_DATASET RECORDS_

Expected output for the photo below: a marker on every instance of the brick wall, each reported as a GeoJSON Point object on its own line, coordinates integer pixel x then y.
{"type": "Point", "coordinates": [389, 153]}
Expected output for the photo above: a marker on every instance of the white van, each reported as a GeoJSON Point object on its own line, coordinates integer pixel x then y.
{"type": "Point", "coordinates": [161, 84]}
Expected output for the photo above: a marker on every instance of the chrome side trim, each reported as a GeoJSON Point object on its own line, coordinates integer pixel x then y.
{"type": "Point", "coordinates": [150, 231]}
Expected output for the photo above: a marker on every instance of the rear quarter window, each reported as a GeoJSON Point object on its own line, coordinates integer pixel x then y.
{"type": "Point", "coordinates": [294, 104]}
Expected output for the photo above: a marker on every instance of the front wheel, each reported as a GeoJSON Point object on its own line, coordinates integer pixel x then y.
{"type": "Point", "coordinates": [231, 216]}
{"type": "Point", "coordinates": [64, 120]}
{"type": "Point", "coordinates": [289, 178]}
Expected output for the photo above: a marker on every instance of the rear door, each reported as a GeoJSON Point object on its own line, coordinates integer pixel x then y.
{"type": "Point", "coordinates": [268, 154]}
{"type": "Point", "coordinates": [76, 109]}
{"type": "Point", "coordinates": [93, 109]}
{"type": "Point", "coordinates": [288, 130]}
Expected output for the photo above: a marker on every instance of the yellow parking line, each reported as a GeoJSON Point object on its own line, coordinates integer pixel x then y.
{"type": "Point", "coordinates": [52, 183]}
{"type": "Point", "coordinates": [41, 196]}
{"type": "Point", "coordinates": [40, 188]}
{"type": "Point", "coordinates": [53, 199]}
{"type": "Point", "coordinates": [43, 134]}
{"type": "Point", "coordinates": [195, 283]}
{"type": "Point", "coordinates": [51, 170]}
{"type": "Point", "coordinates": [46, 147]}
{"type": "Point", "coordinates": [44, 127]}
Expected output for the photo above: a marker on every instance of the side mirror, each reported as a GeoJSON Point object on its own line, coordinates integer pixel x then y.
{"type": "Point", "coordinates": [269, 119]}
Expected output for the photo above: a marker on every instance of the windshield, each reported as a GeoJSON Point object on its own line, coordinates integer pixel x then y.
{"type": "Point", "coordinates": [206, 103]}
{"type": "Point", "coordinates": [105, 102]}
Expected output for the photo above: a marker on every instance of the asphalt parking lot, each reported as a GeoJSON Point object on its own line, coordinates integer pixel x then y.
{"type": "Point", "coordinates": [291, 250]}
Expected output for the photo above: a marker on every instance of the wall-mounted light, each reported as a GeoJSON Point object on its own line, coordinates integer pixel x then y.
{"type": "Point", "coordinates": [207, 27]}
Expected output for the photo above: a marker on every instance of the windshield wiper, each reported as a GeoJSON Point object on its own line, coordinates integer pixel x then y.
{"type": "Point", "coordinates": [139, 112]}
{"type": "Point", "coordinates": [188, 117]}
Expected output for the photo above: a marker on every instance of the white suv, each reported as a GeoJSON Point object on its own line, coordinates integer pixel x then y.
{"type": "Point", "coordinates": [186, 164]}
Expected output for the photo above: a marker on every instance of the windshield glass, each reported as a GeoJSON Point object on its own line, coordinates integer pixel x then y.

_EXERCISE PROMPT_
For each record above, print an exact copy.

_ANSWER TO THE EXERCISE_
Expected output for the photo below: a marker on every instance of the brick wall, each reported as a GeoJSON Point object on its own line, coordinates integer pixel x then y.
{"type": "Point", "coordinates": [389, 153]}
Expected output for the photo above: a marker on every instance of the white van, each reported as a GeoJSON Point object on its own line, coordinates integer pixel x then y.
{"type": "Point", "coordinates": [161, 84]}
Expected output for the photo above: a marker on every instance of the chrome side trim, each reported as a GeoJSON Point object on its own line, coordinates integer pixel x then y.
{"type": "Point", "coordinates": [150, 231]}
Expected output for the photo above: a marker on every instance of the rear quarter window, each reported as a GeoJSON Point object on its own line, coordinates integer pixel x then y.
{"type": "Point", "coordinates": [294, 104]}
Expected output for the photo above: a marker on every instance of the front wheel, each reported as a GeoJSON Point object on its own line, coordinates integer pixel x then y.
{"type": "Point", "coordinates": [231, 216]}
{"type": "Point", "coordinates": [64, 120]}
{"type": "Point", "coordinates": [289, 178]}
Expected output for the photo above: a marker on every instance of the rear door, each reported as a GeoJSON Point object on its own line, coordinates integer pixel x then y.
{"type": "Point", "coordinates": [268, 154]}
{"type": "Point", "coordinates": [76, 109]}
{"type": "Point", "coordinates": [93, 109]}
{"type": "Point", "coordinates": [288, 130]}
Expected output for the photo above: a marker on every instance of the yellow parking line, each reported as a GeoJSON Point object on its own line, coordinates integer pixel x then y.
{"type": "Point", "coordinates": [52, 183]}
{"type": "Point", "coordinates": [41, 196]}
{"type": "Point", "coordinates": [40, 188]}
{"type": "Point", "coordinates": [53, 199]}
{"type": "Point", "coordinates": [43, 134]}
{"type": "Point", "coordinates": [195, 283]}
{"type": "Point", "coordinates": [51, 170]}
{"type": "Point", "coordinates": [46, 147]}
{"type": "Point", "coordinates": [44, 127]}
Expected output for the photo above: a marker on every instance of the side mirror, each reported as a GeoJSON Point object on its own line, coordinates integer pixel x then y.
{"type": "Point", "coordinates": [269, 119]}
Expected output for the photo above: a marker on every instance of the windshield, each reported as a GeoJSON Point object on its own line, coordinates integer pixel x then y.
{"type": "Point", "coordinates": [206, 103]}
{"type": "Point", "coordinates": [105, 102]}
Expected output for the photo above: a marker on every instance of the asphalt parking lot, each reported as a GeoJSON Point object on its own line, coordinates integer pixel x then y.
{"type": "Point", "coordinates": [291, 250]}
Expected output for the photo above: a marker on every instance of the wall-mounted light, each reported as a GeoJSON Point object on its own line, coordinates integer pixel x then y.
{"type": "Point", "coordinates": [207, 27]}
Expected output for the photo above: a marker on every instance of the windshield wiper, each reported as a GeoJSON Point object on its own line, coordinates integer pixel x then y.
{"type": "Point", "coordinates": [139, 112]}
{"type": "Point", "coordinates": [188, 117]}
Expected output for the photo above: a marker on every instance of the white suv, each reported as a GeoJSON Point object on its own line, coordinates integer pixel x then y.
{"type": "Point", "coordinates": [186, 164]}
Expected output for the photo above: a marker on every instance of the windshield glass, each reported as a GeoJSON Point object on its own line, coordinates integer pixel x then y.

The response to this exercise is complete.